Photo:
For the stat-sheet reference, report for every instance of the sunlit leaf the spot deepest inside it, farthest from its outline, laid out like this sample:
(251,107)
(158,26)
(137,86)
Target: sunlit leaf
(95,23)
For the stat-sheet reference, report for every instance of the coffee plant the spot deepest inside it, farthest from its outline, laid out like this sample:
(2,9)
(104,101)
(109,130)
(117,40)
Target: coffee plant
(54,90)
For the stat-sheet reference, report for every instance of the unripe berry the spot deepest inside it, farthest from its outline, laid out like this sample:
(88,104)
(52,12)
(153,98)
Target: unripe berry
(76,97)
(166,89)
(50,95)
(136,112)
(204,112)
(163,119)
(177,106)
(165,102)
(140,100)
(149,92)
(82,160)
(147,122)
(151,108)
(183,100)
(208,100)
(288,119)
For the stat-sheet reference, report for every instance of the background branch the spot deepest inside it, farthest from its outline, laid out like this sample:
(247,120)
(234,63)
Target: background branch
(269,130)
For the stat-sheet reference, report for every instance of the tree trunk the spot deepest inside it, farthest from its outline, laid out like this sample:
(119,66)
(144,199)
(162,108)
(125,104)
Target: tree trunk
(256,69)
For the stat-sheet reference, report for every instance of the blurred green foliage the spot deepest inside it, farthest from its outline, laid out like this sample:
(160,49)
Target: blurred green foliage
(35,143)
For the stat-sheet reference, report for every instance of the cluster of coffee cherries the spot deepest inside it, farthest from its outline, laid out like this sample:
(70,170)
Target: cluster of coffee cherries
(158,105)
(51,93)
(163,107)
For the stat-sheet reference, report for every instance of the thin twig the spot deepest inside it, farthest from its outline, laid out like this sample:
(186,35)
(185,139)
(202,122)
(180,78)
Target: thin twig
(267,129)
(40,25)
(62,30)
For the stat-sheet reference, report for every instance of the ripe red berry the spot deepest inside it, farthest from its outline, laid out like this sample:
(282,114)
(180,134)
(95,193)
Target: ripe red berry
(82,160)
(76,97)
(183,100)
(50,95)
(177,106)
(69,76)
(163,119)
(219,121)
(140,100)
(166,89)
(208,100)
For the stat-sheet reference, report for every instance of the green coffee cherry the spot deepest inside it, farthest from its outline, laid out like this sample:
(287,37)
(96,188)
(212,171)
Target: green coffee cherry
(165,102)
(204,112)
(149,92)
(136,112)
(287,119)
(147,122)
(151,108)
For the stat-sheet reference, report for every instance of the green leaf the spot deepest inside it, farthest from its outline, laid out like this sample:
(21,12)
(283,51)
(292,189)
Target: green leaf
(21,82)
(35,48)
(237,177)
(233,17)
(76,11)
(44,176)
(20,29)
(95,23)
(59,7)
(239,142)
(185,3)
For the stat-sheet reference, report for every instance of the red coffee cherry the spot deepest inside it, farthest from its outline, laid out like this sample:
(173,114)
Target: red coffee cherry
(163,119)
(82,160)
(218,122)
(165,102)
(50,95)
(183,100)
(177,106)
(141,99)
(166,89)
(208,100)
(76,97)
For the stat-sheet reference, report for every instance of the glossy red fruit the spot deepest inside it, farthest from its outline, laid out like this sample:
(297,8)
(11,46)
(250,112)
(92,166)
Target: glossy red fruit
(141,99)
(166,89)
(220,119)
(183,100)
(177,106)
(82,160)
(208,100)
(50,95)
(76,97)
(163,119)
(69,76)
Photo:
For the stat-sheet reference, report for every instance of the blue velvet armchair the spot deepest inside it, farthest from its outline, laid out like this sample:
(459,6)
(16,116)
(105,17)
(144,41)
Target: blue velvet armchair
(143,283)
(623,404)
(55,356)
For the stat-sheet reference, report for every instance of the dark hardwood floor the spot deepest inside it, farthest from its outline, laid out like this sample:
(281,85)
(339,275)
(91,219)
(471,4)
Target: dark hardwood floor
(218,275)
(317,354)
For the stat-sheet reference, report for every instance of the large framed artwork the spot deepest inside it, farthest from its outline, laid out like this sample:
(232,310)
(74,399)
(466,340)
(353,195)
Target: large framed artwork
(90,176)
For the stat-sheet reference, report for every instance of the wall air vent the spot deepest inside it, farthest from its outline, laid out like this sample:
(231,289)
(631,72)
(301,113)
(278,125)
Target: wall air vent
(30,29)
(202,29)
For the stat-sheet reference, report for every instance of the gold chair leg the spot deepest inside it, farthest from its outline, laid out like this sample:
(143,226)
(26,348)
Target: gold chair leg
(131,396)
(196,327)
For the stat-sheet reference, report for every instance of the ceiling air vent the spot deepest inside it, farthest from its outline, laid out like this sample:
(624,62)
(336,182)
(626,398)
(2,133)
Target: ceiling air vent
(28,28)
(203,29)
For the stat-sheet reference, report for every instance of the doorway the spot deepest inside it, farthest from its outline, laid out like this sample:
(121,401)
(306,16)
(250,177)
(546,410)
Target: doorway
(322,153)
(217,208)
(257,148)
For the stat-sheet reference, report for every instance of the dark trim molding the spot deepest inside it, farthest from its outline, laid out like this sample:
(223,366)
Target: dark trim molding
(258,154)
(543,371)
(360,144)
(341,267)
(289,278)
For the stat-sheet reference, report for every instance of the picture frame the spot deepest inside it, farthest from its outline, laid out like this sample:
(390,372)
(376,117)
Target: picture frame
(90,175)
= = = =
- _Exercise goal_
Copy the records above exactly.

- _Task answer_
Photo:
For the stat-sheet reference, report for every instance of the sunlit leaf the spot deepest inside it, farthest from its outline, laid out like this sample:
(251,107)
(158,26)
(137,86)
Target: sunlit leaf
(95,23)
For the stat-sheet reference, report for every instance of the coffee plant the spot deepest inside it, farthest from its outline, laid out like this sample:
(2,9)
(104,101)
(109,130)
(117,40)
Target: coffee plant
(54,90)
For the stat-sheet reference, report for every instance of the unripe berry the spot deepest inside it, farthest from its outline, laid out like this sample:
(88,104)
(52,12)
(153,98)
Target: unripe berry
(76,97)
(166,89)
(50,95)
(136,112)
(204,112)
(163,119)
(177,106)
(165,102)
(140,100)
(149,92)
(82,160)
(147,122)
(151,108)
(183,100)
(208,100)
(288,119)
For the stat-sheet reference, report for every instance of the background branch the spot deepest inside it, farthest from its outline, laid out like this sample:
(247,120)
(234,63)
Target: background branch
(269,130)
For the stat-sheet reference, report for every instance of the tree trunk the spot deepest inside it, farthest from its outline, laid out like this sample:
(119,66)
(144,199)
(162,108)
(125,104)
Target: tree trunk
(256,69)
For the stat-sheet reference, report for every instance of the blurred green foliage the spot deepest inside it, farthest from its outline, laid out like this sample:
(160,49)
Target: blurred green foliage
(35,143)
For the stat-sheet reference, report for every instance of the cluster of coffee cherries the spot deepest inside it, farthest from its outline, laid out like this sample:
(70,170)
Target: cluster of coffee cherries
(158,105)
(51,93)
(163,107)
For the stat-sheet reference, report for every instance of the thin twig the spot deepest inside it, farthest from its outline, laid out like this sample:
(186,35)
(185,139)
(202,122)
(180,78)
Target: thin twig
(267,129)
(40,25)
(62,30)
For the stat-sheet reference, report for every instance of the ripe red berry the spot deepest inside it, farthest from its outline, laid out like this sample:
(282,114)
(180,134)
(95,193)
Target: ripe red berry
(82,160)
(76,97)
(183,100)
(50,95)
(177,106)
(69,76)
(163,119)
(219,121)
(140,100)
(166,89)
(208,100)
For the stat-sheet reference, report for every instance of the green coffee cherry the spot deepest inside it, farthest from its outline, laid out like this sample:
(287,37)
(96,188)
(212,171)
Target: green coffee cherry
(165,102)
(204,112)
(149,92)
(136,112)
(287,119)
(147,122)
(151,108)
For the stat-sheet reference, report for every instance of the green leaf the spot deepest inside it, farthest from its outline, laid out like this sample:
(21,12)
(283,51)
(292,189)
Target: green leaf
(21,82)
(35,48)
(237,177)
(233,17)
(76,11)
(44,176)
(20,29)
(95,23)
(59,7)
(239,142)
(185,3)
For the stat-sheet reference, report for every instance of the red coffee cherry the spot deepest inside it, farthest from its outline, laid out like this sample:
(173,114)
Target: red coffee cherry
(163,119)
(82,160)
(218,122)
(165,102)
(50,95)
(183,100)
(177,106)
(141,99)
(166,89)
(208,100)
(76,97)
For the stat-sheet reference, report for every instance of the glossy red fruit the spot deepest inside it, farthest from its outline, laid out like this sample:
(297,8)
(11,46)
(250,112)
(92,166)
Target: glossy red fruit
(141,99)
(166,89)
(220,119)
(183,100)
(177,106)
(82,160)
(208,100)
(50,95)
(76,97)
(163,119)
(69,76)
Photo:
For the stat-sheet reference, report for every instance of the blue velvet armchair the spot deepest inside it, farthest from its outline, laid out like this sample:
(459,6)
(16,116)
(105,17)
(144,41)
Target: blue velvet armchair
(143,283)
(623,404)
(55,356)
For the stat-sheet reference, report for every instance of the dark hardwood floor the spot deepest inside it, farthest from its outline, laid out like this sample:
(281,85)
(339,275)
(91,219)
(471,4)
Target: dark hardwood floor
(218,275)
(317,354)
For the stat-sheet reference, report for every instance of the large framed artwork the spot deepest inside it, farthest from its outline, laid out like this sample:
(232,310)
(74,399)
(466,340)
(353,195)
Target: large framed artwork
(90,176)
For the stat-sheet reference, report for every instance of the wall air vent the spot deepest inside it, farthest from its outline, laid out like this sample:
(231,289)
(631,72)
(301,113)
(278,125)
Target: wall air vent
(30,29)
(202,29)
For the stat-sheet reference, report for every instance of the gold chair leg the spot deepest inside it, farthest from its outline, laid out like this sample:
(143,226)
(26,348)
Target: gold chair leg
(131,396)
(196,327)
For the stat-sheet reference, report for every instance of the ceiling air vent the spot deepest inside it, farthest from its outline, laid out like this sample:
(624,62)
(336,182)
(626,398)
(2,133)
Target: ceiling air vent
(28,28)
(203,29)
For the stat-sheet reference, report for every instance of the doorway the spot deepest inside it, farthest from its outline, laid out like this sample:
(121,401)
(306,16)
(250,177)
(546,410)
Target: doorway
(322,153)
(217,208)
(257,148)
For the stat-sheet reference, report for every instance of the dark trim molding the spot deepest inside it, farthest from its outline, laid out like this sample:
(223,366)
Target: dark trim molding
(258,154)
(543,371)
(360,144)
(341,267)
(289,278)
For the stat-sheet reference, report for every instance of the picture frame the spot deepest inside it, farthest from its outline, laid out like this sample:
(390,372)
(376,117)
Target: picture frame
(90,175)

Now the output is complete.